== TEXTO PROPORCIONADO ==

La extrema derecha internacional ha abandonado las bombers jackets, las botas doc martins y los cortes de pelo al cero. Eso ha quedado para cuatro grupos marginales -formados esencialmente por hooligans de clubs de fútbol- que siguen pensando que no hay mejor dialéctica para amedrentar al personal que blandir bates de béisbol y puños americanos. La nueva extrema derecha, la que está en el candelero actualmente, ha metido en el baúl de los recuerdos los uniformes de los años de la Guerra Fría, se ha vuelto fashion, ha transformado su lenguaje y se ha metido de lleno en el juego electoral. Pero ojo al parche, no nos dejemos engañar, dentro de su cabeza anidan las viejas ideas. Las ideas totalitarias de siempre.

===

TAREAS REQUERIDAS
A: Según el texto sobre la nueva extrema derecha, ¿por qué no debemos dejarnos engañar por su cambio de imagen? Responde en una a tres oraciones.
B: En el texto sobre la nueva extrema derecha, ¿quiénes forman esencialmente los grupos marginales que conservan la estética antigua?
C: Escribe la continuación del texto sobre la nueva extrema derecha a partir de su última oración.

== DATOS PROPORCIONADOS ==

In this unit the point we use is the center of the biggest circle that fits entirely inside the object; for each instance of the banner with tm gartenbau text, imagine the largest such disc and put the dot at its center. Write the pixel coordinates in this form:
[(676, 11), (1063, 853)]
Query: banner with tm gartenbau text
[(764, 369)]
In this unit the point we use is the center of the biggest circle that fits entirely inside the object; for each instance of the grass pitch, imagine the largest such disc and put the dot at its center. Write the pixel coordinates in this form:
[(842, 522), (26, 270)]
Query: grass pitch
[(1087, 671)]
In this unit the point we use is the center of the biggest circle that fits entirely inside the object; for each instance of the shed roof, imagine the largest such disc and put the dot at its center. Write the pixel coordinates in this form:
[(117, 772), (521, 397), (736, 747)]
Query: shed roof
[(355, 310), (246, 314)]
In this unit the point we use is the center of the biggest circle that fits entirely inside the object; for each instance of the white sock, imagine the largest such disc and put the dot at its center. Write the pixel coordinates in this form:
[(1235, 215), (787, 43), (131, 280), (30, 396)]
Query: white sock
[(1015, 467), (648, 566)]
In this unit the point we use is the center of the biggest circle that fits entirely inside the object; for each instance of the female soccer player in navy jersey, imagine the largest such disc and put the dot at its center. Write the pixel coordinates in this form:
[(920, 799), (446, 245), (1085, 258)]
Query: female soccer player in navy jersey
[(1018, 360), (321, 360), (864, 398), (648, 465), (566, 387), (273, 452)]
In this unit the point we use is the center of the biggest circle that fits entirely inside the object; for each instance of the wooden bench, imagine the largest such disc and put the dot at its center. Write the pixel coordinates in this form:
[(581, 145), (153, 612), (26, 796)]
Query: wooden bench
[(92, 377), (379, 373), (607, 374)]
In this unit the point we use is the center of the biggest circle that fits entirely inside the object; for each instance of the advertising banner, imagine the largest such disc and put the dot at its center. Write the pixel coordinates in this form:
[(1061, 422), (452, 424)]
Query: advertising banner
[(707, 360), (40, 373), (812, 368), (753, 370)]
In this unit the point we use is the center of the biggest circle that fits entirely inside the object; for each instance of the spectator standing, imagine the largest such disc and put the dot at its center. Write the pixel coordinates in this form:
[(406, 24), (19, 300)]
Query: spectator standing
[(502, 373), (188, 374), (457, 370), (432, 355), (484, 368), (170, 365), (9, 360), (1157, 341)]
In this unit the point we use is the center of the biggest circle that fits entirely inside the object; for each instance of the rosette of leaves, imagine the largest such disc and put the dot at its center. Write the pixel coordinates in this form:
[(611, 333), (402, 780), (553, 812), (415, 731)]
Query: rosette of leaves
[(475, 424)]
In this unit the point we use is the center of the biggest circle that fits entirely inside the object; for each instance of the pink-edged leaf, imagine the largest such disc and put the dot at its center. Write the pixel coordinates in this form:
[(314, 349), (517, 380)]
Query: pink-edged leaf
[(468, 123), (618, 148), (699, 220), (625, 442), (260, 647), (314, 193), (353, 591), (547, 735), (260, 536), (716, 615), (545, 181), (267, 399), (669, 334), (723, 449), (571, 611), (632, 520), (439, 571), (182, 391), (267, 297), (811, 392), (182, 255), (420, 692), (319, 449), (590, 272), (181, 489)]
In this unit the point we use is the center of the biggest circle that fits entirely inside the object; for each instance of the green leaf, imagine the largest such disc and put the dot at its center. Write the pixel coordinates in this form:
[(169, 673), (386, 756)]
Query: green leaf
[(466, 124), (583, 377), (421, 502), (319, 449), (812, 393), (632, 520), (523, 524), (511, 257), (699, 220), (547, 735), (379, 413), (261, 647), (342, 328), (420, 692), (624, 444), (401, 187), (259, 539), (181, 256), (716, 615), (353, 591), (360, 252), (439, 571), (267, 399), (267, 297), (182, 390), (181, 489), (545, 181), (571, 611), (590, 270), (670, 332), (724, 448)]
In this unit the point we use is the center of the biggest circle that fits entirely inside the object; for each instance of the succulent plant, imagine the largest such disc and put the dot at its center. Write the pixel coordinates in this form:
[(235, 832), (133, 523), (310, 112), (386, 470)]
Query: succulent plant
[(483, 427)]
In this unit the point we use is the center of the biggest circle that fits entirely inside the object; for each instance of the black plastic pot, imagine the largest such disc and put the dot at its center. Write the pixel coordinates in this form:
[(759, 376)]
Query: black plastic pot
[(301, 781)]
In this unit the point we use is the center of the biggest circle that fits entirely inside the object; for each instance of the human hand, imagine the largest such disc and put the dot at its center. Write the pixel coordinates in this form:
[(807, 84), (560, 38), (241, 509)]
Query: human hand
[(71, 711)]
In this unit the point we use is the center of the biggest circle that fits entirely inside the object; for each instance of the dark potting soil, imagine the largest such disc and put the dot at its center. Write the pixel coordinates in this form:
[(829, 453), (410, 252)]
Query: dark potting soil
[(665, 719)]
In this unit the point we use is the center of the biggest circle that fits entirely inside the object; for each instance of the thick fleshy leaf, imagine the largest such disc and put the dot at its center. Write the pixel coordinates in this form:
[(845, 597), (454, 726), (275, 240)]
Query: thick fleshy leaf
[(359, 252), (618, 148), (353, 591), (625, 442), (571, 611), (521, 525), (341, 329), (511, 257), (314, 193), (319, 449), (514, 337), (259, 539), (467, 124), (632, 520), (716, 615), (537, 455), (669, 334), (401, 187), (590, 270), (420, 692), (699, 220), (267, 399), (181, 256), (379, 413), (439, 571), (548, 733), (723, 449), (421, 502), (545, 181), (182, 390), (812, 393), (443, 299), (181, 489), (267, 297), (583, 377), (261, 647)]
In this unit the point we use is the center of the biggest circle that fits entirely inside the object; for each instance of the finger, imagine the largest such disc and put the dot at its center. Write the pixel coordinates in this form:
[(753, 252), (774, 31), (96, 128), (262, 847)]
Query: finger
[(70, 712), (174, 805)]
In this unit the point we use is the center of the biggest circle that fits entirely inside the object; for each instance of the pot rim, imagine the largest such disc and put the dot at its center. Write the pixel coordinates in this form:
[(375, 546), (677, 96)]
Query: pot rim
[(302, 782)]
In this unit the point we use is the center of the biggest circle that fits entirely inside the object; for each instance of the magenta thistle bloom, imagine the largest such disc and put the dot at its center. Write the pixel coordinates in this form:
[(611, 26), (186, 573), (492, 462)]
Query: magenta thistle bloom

===

RESPUESTAS A CONTINUACIÓN
A: No debemos dejarnos engañar porque, aunque ha cambiado su aspecto y su lenguaje, dentro de su cabeza siguen anidando las viejas ideas. Son las ideas totalitarias de siempre.

B: Hooligans de clubs de fútbol.

C:
Todo empezó a principio de los años ochenta con la aparición electoral del Front National (FN) francés, creado en 1972 por el ex paracaidista Jean Marie Le Pen y un grupo de nostálgicos del virulento Occident, y que se convirtió en una innovadora excepción en el panorama europeo, donde la mayoría de movimientos similares se movían en los márgenes de la política electoral. Ellos marcaron la ruta.
Pero desde entonces las cosas han cambiado. Y actualmente hay diversos países europeos donde los partidos de extrema derecha, no solamente obtienen resultados comparables o superiores al Front National francés, sino que, de acuerdo con el sistema electoral, forman parte de coaliciones gubernamentales para constituir mayorías de derechas en el Gobierno. El salto ha sido mayúsculo.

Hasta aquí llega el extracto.